Prompt: Copy out all of the rows below, changing "pixel coordinates" to "x and y coordinates" wherever it appears and leaving everything else as it is. Omit the pictures.
****
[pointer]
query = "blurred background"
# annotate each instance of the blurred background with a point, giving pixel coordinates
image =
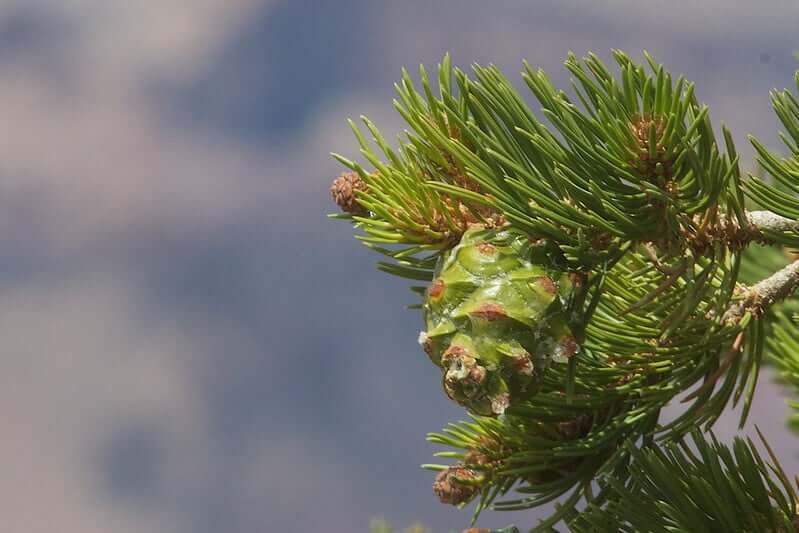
(188, 344)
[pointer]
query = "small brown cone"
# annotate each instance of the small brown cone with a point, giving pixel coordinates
(344, 190)
(450, 488)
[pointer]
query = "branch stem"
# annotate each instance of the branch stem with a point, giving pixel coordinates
(767, 221)
(765, 293)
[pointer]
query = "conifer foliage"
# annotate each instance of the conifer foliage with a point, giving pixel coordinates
(580, 267)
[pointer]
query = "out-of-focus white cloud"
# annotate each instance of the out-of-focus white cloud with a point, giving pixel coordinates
(91, 152)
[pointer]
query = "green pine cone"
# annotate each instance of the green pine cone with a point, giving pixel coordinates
(495, 319)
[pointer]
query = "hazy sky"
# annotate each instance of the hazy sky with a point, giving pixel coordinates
****
Written solution:
[pointer]
query = "blurred background"
# annotate each instance of the blurred background with a point, giving x and y coordinates
image =
(188, 344)
[pointer]
query = "small brown cone"
# annotate each instance of the small brown cone with a point, giving x and y coordinates
(344, 190)
(450, 488)
[pointer]
query = "branch stem"
# annotate each instance of the branch stem with a point, giving x and y coordinates
(767, 221)
(765, 293)
[pointer]
query = "conifer foliage"
# annotate each instance of the conifer foliage with a point, giving x and y coordinates
(580, 267)
[pointer]
query = "out-of-focus white cloud"
# annotate each instance of the out-of-focus white cloud with a point, giving x and y coordinates
(91, 152)
[pointer]
query = "green pine cone"
# annotate each instance of the green pine cone with a point, giving x and y coordinates
(495, 319)
[pointer]
query = "hazy sky"
# annotate each instance of the hazy sky with a point, giving x and y coordinates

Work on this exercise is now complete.